TASK INSTRUCTIONS:
1 > Reproduce the passage of the school panel notes between "Clancey: we are" and "diverse student body?", inclusive.
2 > Carry on the school panel notes from the point where they stop.

DOCUMENT EXTRACT section start

Mailman – retention is a big question across all industries. For teaching, people want to work for a system that is going forward, that people in charge are building a team around them.

Clancey – start with positive school culture. We have seen that in this administration. In this SC, best contract in 20 years.

Novick – relationship with union is deliberately built, comprehensive support of schools across the district. (She had something else that I missed)

Binienda – on first day, brought everybody together. Everyone with same goal.

Q – remote learning and the pandemic. Wraparound coordinators, how else to respond?

Novick: first, acknowledging that they existed. Making sure that we had sufficient staff, over the past year using community partners. Wraparound partners referring people to mental health supports in the community. Current staff keeping tabs on kids. Sometimes it’s not a teacher, sometimes it’s someone else, more of those “someone elses” are a good thing.

Binienda: SELs should be part of the curriculum. Now that we have staff – focus back on academics, along with integrated SEL.

Mailman: it’s not about academics or SEL – it’s about both, it’s about supporting kids. I don’t see this as OR, see it as BOTH every day in school.

Clancey: we are creating a climate and culture – having community agencies to help staff – she has brought this up to previous admin, it’s taken this admin to get it done

Novick: you need to meet kid’s basic needs before they can larn – this is why we feed them, have clothes, laundry, sel is like this.

Q: is WPS doing enough to serve increasingly diverse student body?

DOCUMENT EXTRACT section end
INPUT DATA section start

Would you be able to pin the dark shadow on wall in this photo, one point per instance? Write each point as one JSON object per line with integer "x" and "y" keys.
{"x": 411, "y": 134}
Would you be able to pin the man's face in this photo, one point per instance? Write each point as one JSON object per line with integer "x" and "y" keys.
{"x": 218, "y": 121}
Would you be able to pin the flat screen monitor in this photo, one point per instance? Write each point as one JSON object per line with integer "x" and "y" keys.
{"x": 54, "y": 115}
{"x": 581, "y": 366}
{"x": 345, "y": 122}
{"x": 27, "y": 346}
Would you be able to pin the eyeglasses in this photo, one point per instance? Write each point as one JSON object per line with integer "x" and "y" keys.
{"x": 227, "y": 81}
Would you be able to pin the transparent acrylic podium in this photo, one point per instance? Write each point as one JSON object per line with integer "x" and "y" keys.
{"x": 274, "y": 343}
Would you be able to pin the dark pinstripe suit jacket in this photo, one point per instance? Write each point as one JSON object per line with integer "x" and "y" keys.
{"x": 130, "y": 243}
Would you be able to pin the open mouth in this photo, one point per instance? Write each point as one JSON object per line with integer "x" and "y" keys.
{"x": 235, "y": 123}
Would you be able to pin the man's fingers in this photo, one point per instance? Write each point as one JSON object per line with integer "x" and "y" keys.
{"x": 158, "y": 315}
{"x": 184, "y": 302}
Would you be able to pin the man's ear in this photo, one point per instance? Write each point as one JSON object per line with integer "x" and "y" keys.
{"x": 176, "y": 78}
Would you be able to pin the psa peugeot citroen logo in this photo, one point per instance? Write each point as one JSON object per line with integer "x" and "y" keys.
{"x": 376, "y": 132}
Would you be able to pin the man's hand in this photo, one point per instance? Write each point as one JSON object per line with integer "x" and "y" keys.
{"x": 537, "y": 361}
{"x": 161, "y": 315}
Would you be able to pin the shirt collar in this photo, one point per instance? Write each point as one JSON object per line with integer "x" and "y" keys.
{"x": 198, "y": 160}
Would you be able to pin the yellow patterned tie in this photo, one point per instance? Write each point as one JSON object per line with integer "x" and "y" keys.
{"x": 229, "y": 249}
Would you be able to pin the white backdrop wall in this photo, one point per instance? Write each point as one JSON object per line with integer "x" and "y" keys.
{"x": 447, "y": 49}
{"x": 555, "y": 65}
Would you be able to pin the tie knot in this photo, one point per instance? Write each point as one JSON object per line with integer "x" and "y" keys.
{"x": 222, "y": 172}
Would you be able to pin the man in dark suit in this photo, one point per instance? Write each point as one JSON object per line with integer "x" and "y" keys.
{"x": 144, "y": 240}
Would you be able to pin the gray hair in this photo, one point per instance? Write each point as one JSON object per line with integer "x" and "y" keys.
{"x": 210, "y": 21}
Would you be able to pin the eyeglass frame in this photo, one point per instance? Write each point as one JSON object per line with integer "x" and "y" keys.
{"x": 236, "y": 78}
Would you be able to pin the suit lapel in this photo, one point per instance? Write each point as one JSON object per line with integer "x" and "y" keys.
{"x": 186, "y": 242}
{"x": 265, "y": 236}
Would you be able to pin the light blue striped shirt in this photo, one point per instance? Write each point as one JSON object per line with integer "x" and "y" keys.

INPUT DATA section end
INPUT DATA section start

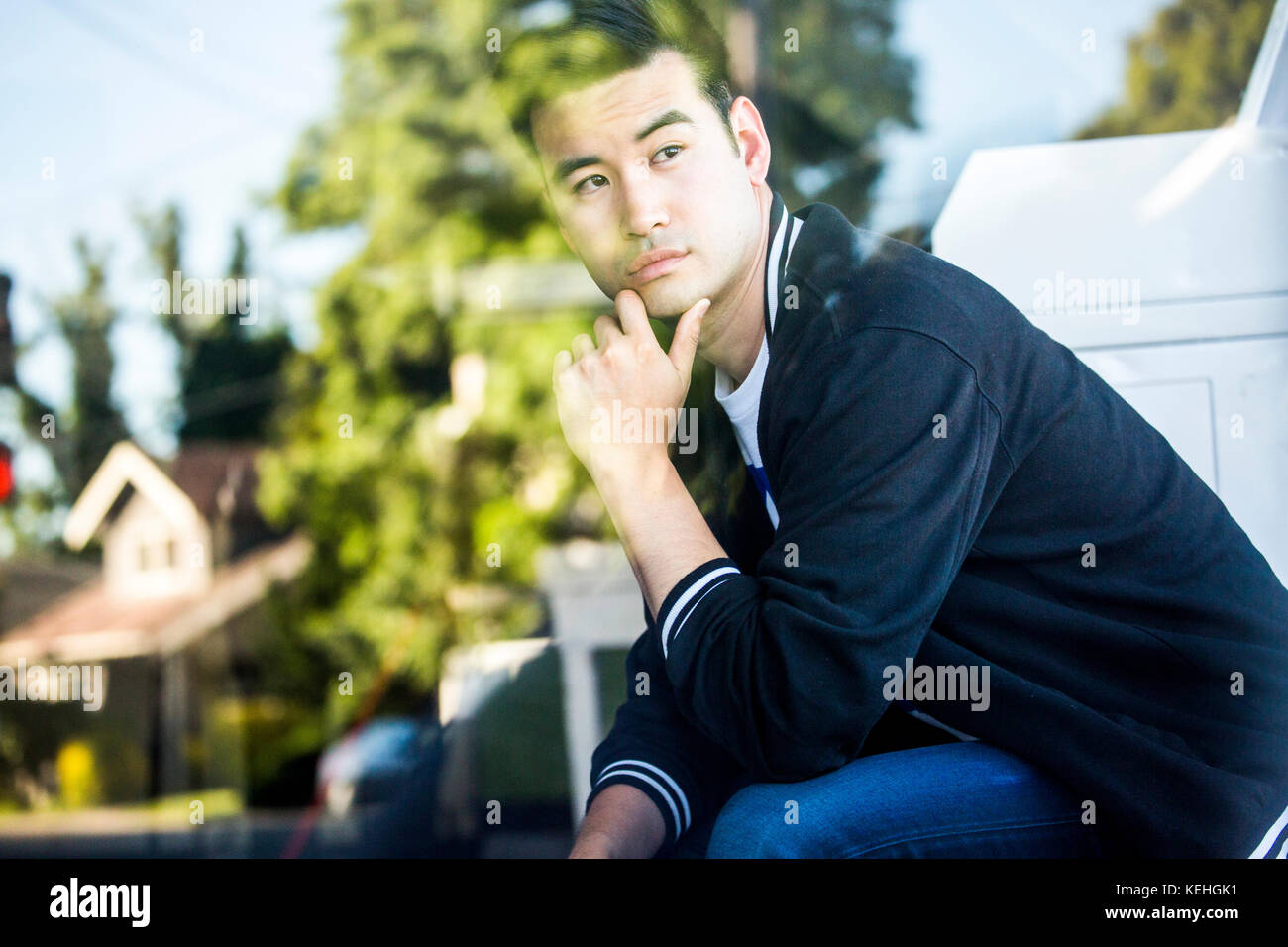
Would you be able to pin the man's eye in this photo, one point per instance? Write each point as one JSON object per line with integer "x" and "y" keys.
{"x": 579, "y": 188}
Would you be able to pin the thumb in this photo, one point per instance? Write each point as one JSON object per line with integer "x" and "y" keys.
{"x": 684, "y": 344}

INPUT DATA section end

ANSWERS FOR EACH ITEM:
1 >
Clancey: we are creating a climate and culture – having community agencies to help staff – she has brought this up to previous admin, it’s taken this admin to get it done

Novick: you need to meet kid’s basic needs before they can larn – this is why we feed them, have clothes, laundry, sel is like this.

Q: is WPS doing enough to serve increasingly diverse student body?

2 >
Novick – we can always do more, Student Opportunity Act is helping. Make sure staff is reflective, family/community engagement directors added.

Clancey: getting there, need staff that reflects student body. Look at addl resources for special ed students. People in front of students that reflect them. Huge difference in student morale.

Binienda – has put washing machines in schools, clothing, college tours, babysitting, has done this. WPS has done a great job in the past and still doing a great job.

Mailman: in so many areas, we have been behind the 8 ball. Some of it funding – some of it leadership and structure. Rethinking how we are supporting the district.

Clancey: we need to be intentional in hiring. We are making huge improvements to chief equity office.

Q: SC salaries to be the same as CC

Mailman: hoped you were going to ask this. In this city we don’t look at hard qs – I didn’t say that the SC should be doubled – it should NOT be 50%. CC would rather not talk about it.

Clancey as a single mom, should want it – but happy with compensation as is.

Novick – most SCs in MA are not paid at all. Pay determines who gets to do this. She started this as a stay-at-home mom. If we believe in it, we should put money behind it.

Binienda feels that all the money should go to kids.

Mailman talks about this as an equity issue.

Q about how you differentiate yourself

Mailman: community relationships, familiarity with vocational education. Jermoh Kamara brings a different perspective than she does, everyone brings something.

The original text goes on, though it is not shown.